BEGIN

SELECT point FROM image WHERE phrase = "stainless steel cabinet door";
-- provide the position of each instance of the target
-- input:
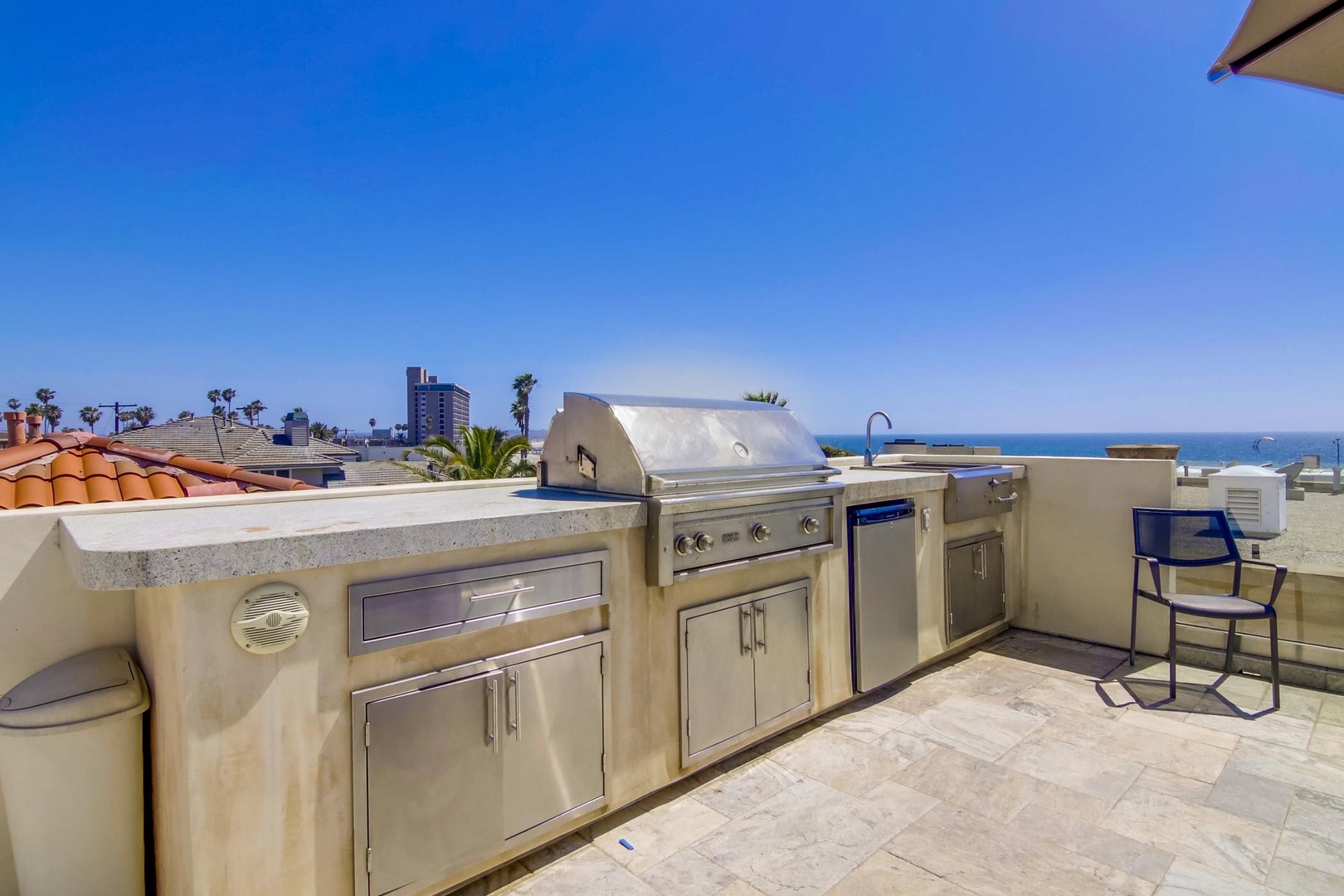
(435, 779)
(782, 655)
(721, 688)
(975, 586)
(553, 737)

END

§ ASSIGNED TASK
Copy each line of the material above exactly, but not the images.

§ REPLY TO THE EXERCISE
SELECT point FROM image WHERE phrase = "stainless steel cabinet door";
-- provide the position of each instance of the target
-- input:
(435, 779)
(782, 655)
(721, 688)
(975, 586)
(553, 737)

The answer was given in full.